(Exercise objective): Please rewrite the text of these records with "image" replaced by "photo" and everything else unchanged, leaving out the pictures.

-=-=-

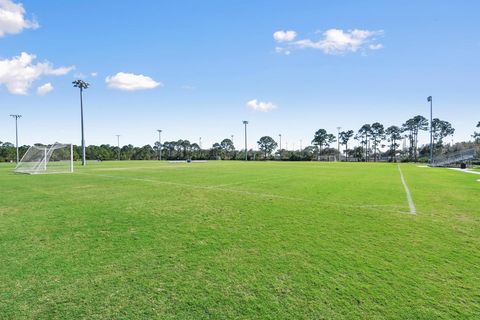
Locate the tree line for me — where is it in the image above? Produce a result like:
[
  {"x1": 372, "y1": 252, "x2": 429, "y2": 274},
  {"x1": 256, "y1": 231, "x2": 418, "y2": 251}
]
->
[{"x1": 0, "y1": 115, "x2": 480, "y2": 162}]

-=-=-

(Result of the exercise):
Locate the tree line for me — where is it in the photo above? Produce a result like:
[
  {"x1": 372, "y1": 252, "x2": 429, "y2": 274},
  {"x1": 256, "y1": 231, "x2": 418, "y2": 251}
]
->
[{"x1": 0, "y1": 115, "x2": 480, "y2": 162}]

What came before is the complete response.